→ **Information supplied**
--- --- ---

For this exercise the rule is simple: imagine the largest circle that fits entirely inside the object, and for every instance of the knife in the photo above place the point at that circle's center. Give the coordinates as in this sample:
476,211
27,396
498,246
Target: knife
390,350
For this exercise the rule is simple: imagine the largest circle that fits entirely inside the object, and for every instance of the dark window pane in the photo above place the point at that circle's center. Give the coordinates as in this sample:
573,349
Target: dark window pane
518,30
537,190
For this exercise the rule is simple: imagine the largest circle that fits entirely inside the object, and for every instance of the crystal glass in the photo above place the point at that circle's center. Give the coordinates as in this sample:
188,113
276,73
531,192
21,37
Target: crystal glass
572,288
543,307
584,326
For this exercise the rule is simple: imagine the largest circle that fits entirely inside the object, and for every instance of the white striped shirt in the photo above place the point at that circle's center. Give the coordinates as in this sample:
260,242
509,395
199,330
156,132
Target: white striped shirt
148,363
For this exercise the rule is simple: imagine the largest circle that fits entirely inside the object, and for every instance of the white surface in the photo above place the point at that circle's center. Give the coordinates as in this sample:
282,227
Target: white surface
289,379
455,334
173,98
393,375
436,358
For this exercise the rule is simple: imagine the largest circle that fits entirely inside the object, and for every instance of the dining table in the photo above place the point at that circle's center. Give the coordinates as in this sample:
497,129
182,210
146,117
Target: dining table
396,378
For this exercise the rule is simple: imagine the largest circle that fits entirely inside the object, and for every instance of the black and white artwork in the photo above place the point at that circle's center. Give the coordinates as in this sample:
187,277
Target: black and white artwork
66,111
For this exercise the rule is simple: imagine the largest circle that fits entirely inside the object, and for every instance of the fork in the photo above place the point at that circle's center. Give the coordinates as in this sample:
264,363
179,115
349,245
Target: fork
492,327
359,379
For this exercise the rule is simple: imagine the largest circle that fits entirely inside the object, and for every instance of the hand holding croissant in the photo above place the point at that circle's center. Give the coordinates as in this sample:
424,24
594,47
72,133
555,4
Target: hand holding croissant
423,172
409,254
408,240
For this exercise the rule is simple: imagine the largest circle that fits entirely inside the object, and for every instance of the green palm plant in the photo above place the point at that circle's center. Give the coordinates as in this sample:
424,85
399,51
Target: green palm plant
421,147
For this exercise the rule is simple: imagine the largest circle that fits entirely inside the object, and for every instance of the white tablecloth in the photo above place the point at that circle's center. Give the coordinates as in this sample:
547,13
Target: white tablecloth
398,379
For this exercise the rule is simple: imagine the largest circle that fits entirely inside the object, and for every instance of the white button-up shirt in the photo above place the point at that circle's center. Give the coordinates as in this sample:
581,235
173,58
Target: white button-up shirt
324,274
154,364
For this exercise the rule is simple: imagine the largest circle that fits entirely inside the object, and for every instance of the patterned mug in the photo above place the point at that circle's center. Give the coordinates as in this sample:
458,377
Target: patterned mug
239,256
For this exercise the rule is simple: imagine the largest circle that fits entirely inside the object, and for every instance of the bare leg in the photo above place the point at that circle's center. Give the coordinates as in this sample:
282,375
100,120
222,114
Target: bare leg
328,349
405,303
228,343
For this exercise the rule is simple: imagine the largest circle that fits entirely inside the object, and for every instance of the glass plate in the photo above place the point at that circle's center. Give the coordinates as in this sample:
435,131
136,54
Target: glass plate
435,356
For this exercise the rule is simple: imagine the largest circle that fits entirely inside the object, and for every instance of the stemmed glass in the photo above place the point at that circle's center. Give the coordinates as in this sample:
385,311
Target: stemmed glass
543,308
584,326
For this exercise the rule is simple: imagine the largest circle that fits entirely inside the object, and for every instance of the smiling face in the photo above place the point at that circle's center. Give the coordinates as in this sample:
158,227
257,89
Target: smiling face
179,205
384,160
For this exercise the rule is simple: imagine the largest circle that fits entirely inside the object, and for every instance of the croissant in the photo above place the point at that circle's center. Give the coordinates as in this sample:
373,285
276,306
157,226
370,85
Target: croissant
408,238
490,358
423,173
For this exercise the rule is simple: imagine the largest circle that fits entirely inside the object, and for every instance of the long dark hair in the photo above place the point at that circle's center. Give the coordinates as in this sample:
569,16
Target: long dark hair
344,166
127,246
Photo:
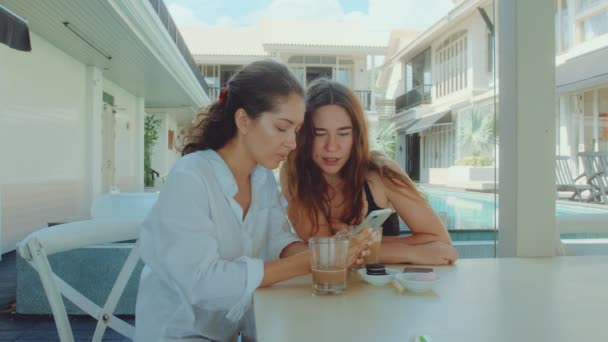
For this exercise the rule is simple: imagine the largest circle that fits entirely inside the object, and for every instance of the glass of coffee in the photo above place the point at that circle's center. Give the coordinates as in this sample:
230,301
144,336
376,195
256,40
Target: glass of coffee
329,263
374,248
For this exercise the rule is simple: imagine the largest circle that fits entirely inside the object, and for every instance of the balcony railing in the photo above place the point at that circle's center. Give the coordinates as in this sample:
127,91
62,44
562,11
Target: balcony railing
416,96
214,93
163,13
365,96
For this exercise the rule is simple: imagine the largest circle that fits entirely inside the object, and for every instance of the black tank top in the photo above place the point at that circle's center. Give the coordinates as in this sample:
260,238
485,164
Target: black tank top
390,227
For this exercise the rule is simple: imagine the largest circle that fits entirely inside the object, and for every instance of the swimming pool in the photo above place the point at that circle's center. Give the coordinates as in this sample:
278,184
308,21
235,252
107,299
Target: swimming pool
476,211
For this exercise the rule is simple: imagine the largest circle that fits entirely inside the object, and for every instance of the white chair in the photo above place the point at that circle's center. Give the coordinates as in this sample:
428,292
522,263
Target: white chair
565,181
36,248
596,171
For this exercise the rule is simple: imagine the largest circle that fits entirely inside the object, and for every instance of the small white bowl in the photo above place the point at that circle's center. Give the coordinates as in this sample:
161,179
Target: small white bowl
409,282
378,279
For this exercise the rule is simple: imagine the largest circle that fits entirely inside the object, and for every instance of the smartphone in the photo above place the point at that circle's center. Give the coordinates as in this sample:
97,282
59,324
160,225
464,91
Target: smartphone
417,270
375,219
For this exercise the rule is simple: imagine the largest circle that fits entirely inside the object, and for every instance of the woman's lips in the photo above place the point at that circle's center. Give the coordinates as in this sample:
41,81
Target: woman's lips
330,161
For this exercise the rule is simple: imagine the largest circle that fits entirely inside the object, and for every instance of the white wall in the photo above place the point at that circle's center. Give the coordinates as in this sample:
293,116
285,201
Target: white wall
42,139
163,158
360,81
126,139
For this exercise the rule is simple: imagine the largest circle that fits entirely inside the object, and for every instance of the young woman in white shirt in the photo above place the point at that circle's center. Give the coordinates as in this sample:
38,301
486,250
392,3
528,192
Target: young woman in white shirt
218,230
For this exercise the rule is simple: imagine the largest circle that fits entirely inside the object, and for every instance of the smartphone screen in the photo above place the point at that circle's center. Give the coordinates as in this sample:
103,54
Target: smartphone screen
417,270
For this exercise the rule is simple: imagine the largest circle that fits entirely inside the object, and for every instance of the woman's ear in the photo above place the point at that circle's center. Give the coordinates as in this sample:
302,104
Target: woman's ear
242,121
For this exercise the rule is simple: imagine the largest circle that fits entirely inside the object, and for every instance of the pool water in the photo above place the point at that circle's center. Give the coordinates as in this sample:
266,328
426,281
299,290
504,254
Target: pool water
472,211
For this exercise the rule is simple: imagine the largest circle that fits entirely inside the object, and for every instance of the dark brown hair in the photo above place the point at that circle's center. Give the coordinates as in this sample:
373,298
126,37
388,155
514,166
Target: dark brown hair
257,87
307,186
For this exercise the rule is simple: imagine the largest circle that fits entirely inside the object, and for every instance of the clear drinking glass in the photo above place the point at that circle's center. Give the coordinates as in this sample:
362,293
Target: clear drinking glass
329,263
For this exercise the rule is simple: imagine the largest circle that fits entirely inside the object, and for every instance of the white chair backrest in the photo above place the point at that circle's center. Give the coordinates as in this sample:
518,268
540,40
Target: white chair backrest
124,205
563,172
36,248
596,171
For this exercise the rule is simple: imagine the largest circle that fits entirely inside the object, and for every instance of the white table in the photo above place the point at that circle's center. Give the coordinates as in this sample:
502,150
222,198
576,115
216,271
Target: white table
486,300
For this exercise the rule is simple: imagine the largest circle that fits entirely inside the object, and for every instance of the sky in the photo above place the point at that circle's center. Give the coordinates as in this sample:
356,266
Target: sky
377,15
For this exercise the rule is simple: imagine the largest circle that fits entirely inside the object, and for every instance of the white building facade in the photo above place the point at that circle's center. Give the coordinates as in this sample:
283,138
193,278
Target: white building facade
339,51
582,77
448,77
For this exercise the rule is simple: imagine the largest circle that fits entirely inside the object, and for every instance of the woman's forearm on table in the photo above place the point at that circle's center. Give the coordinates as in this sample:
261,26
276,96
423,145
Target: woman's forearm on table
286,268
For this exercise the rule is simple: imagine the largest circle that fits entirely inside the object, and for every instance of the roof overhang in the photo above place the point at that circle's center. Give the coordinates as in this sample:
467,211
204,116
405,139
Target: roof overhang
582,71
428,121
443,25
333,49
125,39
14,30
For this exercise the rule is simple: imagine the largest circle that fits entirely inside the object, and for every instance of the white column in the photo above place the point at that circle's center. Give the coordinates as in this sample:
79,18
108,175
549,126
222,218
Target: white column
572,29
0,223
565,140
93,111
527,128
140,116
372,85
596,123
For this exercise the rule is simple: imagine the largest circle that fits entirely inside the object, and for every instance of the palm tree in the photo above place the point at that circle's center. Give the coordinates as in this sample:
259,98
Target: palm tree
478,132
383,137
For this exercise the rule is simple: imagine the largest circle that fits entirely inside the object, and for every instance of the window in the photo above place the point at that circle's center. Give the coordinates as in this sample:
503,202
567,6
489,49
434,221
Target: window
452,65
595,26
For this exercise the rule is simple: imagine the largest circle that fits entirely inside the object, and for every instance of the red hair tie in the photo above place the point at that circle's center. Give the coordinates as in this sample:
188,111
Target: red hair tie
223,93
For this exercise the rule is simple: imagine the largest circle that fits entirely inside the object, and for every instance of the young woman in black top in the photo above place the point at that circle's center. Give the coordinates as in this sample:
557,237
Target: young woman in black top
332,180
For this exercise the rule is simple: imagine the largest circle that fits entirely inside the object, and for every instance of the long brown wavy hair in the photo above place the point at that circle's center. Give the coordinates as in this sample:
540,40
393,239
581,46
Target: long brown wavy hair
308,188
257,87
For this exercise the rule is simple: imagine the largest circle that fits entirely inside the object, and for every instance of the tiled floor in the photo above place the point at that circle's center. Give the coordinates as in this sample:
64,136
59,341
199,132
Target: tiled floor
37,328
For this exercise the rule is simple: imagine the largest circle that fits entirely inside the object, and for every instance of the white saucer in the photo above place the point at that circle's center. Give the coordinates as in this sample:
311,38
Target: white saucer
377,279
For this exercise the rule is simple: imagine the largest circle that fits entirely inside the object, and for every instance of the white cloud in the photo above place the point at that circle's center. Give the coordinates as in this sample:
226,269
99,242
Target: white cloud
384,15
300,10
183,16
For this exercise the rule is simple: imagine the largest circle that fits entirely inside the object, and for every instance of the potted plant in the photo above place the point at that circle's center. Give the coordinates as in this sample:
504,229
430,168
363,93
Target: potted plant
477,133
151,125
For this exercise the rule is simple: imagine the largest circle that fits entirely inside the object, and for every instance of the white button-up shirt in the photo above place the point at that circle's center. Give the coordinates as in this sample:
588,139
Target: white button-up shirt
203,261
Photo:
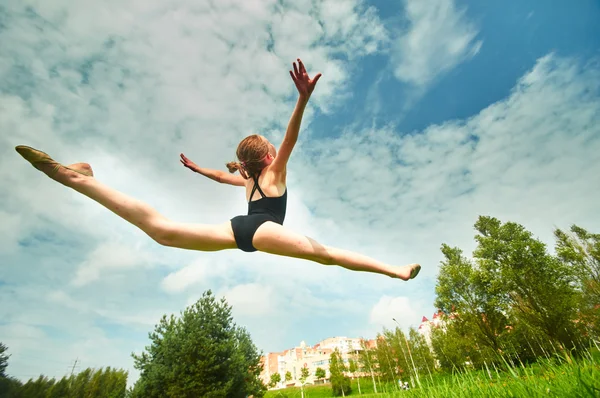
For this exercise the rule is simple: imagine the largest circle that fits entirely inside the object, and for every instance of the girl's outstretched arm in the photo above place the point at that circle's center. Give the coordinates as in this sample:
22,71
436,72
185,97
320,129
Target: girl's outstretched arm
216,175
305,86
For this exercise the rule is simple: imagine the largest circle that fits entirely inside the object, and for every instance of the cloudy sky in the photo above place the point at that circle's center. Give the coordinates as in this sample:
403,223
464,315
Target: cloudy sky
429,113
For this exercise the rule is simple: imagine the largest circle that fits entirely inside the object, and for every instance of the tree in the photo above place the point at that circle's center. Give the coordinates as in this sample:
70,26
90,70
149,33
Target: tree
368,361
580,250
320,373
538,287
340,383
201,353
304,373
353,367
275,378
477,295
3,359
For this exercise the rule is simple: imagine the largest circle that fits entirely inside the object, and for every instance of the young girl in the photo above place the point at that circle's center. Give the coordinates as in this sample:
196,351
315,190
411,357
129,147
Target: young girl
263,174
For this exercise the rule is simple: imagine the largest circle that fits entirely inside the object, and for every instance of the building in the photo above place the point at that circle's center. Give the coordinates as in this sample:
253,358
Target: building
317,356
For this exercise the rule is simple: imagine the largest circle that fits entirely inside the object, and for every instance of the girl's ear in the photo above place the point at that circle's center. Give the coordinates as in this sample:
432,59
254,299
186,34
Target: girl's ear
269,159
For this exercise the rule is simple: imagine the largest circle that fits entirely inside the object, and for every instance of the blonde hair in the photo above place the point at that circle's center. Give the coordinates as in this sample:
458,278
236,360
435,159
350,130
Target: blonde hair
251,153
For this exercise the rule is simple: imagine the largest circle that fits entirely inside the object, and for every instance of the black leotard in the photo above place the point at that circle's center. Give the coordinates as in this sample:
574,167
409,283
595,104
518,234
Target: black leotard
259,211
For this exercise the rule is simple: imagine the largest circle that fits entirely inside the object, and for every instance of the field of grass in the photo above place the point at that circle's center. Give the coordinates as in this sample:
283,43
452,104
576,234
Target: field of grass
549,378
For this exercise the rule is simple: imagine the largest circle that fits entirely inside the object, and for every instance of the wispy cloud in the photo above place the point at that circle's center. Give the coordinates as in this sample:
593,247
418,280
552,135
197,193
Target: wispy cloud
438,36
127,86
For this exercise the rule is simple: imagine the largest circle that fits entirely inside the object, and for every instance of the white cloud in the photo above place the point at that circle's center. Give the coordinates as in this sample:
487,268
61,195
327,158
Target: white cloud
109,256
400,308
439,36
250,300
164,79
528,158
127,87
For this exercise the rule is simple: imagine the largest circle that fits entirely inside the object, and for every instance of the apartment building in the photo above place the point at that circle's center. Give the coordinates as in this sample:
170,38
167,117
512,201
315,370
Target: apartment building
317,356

--- --- ---

→ **To do**
Quote only the lines from the one containing "of the apartment" through the final line of the records, with both ends included.

→ **Worked answer**
For this exercise the rule is simple: imagine the largest circle that fits entirely inside the object, and for every instance of the apartment building in the photo above place the point at that circle's center. Give the coordinates as in this sample:
170,38
167,117
512,201
315,370
Target: apartment building
317,356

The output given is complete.